Your output should be the lines from the one with "Locate every instance" through the end of the entries below, set down word for word and nothing else.

BEGIN Data to process

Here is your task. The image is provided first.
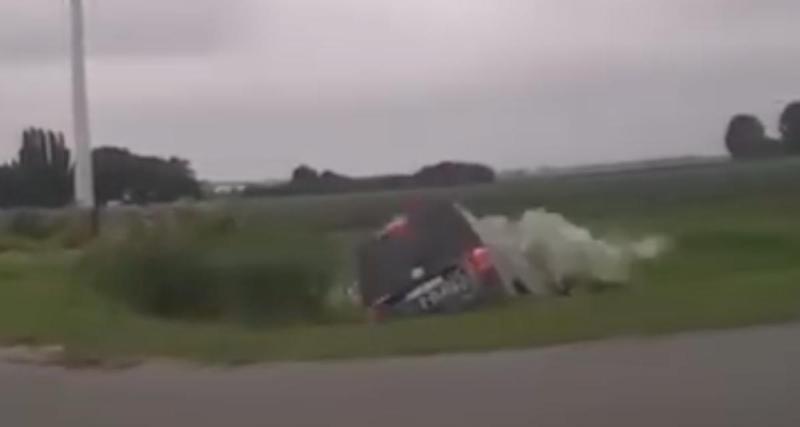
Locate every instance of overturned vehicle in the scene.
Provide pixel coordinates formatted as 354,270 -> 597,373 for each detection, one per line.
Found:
355,201 -> 665,319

END Data to process

■ **Task response**:
Locate every instance of overturned vehicle in the scene.
Provide pixel coordinates formatted as 354,270 -> 597,373 for each detection, one per line.
Found:
355,201 -> 665,319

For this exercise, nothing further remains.